I find it curious that Queen's University is reporting that they paid someone $185k in 2014, but the guy left for a job in Australia in January that year. Is it possible that they are reporting what they would have paid him had he stayed?

I find it disturbing that the best jobs in my city are in the public sector. In effect, these people are an über class of worker, with higher salaries, pensions backed by the power of taxation, and little worry of job loss. There is no downside if you can get over the guilt.

I feel quite stupid for taking an engineering job in the private sector. I will leave for work at 06h30 on Monday and mark 40 hours on my timesheet at the end of the week, even though I will work more hours than that. For the following two weeks I will be abroad at a job site. My friend at the public utility will work 35 hours, never has to travel, and makes 30% more than I do with the same qualifications and experience.


----------



## GoldStone (Mar 6, 2011)

Information shown —
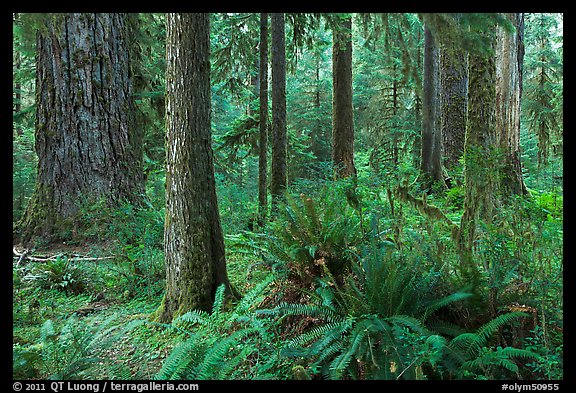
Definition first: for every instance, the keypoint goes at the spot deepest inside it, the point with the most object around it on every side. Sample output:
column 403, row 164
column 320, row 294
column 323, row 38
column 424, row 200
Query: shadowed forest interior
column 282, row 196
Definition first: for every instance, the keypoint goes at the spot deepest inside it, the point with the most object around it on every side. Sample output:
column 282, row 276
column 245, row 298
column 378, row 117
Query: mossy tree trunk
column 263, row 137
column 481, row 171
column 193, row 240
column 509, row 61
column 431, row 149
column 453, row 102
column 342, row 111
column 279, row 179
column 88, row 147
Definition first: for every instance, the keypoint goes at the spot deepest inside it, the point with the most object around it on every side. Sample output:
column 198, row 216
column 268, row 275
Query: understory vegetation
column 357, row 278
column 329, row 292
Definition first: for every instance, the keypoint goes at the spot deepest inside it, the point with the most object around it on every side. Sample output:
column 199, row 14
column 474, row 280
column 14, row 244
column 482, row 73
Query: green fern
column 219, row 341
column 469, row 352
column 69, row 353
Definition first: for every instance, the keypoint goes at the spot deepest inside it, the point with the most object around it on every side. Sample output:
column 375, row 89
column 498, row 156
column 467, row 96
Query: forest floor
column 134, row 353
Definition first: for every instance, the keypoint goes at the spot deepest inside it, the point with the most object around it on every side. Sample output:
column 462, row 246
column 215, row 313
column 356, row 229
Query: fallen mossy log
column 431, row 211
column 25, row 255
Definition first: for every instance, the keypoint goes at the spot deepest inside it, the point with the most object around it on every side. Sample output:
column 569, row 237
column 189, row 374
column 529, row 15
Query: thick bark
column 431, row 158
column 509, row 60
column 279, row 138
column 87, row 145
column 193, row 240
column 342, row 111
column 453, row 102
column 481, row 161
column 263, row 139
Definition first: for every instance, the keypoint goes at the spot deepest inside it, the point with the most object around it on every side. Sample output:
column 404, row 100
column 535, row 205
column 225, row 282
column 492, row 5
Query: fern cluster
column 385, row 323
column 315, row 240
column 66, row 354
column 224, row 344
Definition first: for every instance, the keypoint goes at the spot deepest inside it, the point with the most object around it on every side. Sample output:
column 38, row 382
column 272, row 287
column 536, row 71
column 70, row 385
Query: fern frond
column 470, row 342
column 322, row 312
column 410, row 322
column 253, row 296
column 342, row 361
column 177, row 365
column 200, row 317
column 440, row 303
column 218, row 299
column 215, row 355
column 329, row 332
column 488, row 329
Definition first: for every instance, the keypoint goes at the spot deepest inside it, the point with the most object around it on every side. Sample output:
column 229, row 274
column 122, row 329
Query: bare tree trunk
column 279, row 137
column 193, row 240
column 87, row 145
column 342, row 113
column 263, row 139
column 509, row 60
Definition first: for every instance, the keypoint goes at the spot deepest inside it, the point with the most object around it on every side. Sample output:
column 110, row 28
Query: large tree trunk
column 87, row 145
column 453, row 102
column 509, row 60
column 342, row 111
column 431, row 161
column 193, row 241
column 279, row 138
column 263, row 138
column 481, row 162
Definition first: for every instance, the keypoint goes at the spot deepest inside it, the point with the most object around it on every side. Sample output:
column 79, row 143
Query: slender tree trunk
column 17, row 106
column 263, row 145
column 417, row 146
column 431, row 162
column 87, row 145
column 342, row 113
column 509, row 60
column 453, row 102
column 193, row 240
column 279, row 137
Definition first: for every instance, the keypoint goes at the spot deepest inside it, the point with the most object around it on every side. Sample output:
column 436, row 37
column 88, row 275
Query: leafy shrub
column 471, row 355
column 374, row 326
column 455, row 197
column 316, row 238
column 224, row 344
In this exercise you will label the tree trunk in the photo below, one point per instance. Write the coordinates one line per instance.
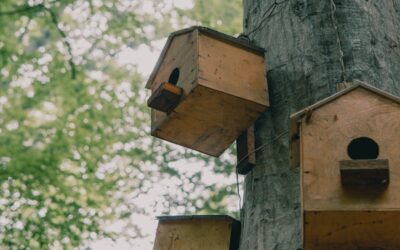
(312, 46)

Questions on the material —
[1] In the forum thread on public-sector pay, translate this sentence into Spanish: "There is no downside if you can get over the guilt."
[2] Condense the paragraph of the forum thread on public-sector pay that begins "I feel quite stupid for taking" into a bulleted list, keeping its main facts.
[3] Carry on the forum thread on public-sector pay from the point where it stops.

Answers per task —
[1] No hay ninguna desventaja si logras superar la culpa.

[2]
- Regrets taking an engineering job in the private sector.
- Leaves for work at 06h30 on Monday and will record 40 hours on the timesheet at week's end, despite working more.
- Will be abroad at a job site for the following two weeks.
- A friend at the public utility works 35 hours and never travels. With the same qualifications and experience, the friend earns 30% more.

[3]
Electric said:


> I find it curious that Queen's University is reporting that they paid someone $185k in 2014, but the guy left for a job in Australia in January that year. Is it possible that they are reporting what they would have paid him had he stayed?


Unlikely. I'm guessing it's one or more of the following:

a. unused vacation pay
b. pay for unused sick days
c. severance payments

Note, public sector employees may be entitled to severance payments if when they quit voluntarily.


----------



## Electric (Jul 19, 2013)

GoldStone said:


> a. unused vacation pay
> b. pay for unused sick days
> c. severance payments


It is conceivable that he left at the start of his sabbatical, I guess, and received two salaries. Nice work if you can get it.


----------



## gibor365 (Apr 1, 2011)

> I work for a private company. I received my last inflation adjustment in 2007. Yes you read that right. I earn the same nominal dollars today as I did in 2008. I consider myself lucky that I still have a well-paying job. Many of my friends got laid off in the last few years. My employer's revenue decreased in 2012, 2013 and 2014. It will likely decrease again in 2015. Naturally, they are responding by laying off people and by freezing salaries.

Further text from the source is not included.